## BEGIN Given records
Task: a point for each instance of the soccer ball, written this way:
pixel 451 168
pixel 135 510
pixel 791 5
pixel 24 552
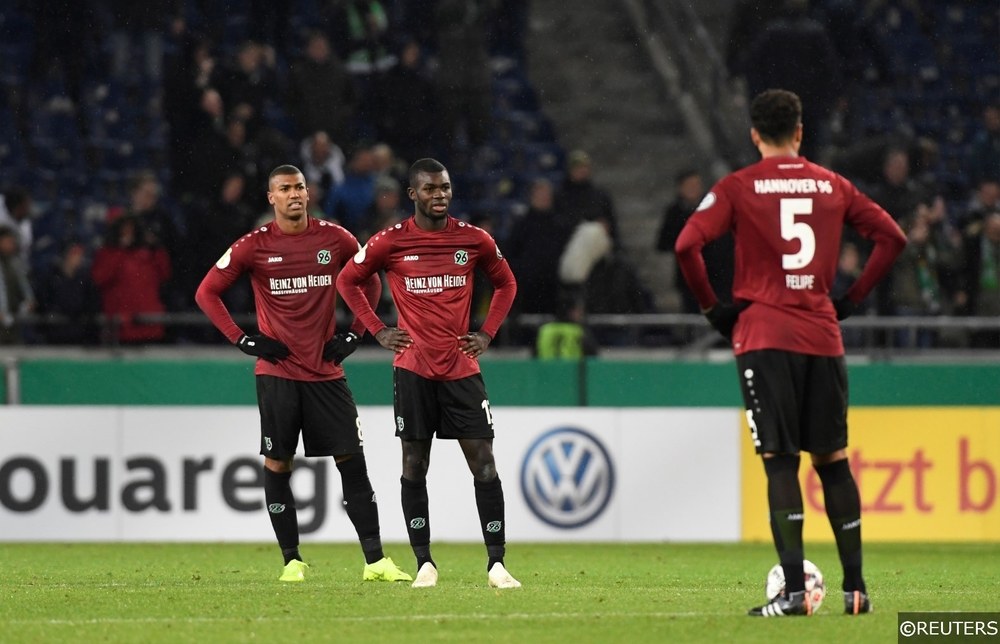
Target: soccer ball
pixel 815 585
## END Given records
▸ Problem details
Write out every line of the items above word for word, leaving out the pictures.

▸ Output of the exercise
Task: a point for each instance of the soccer ball, written this way:
pixel 451 168
pixel 135 510
pixel 791 5
pixel 24 552
Target: soccer ball
pixel 815 585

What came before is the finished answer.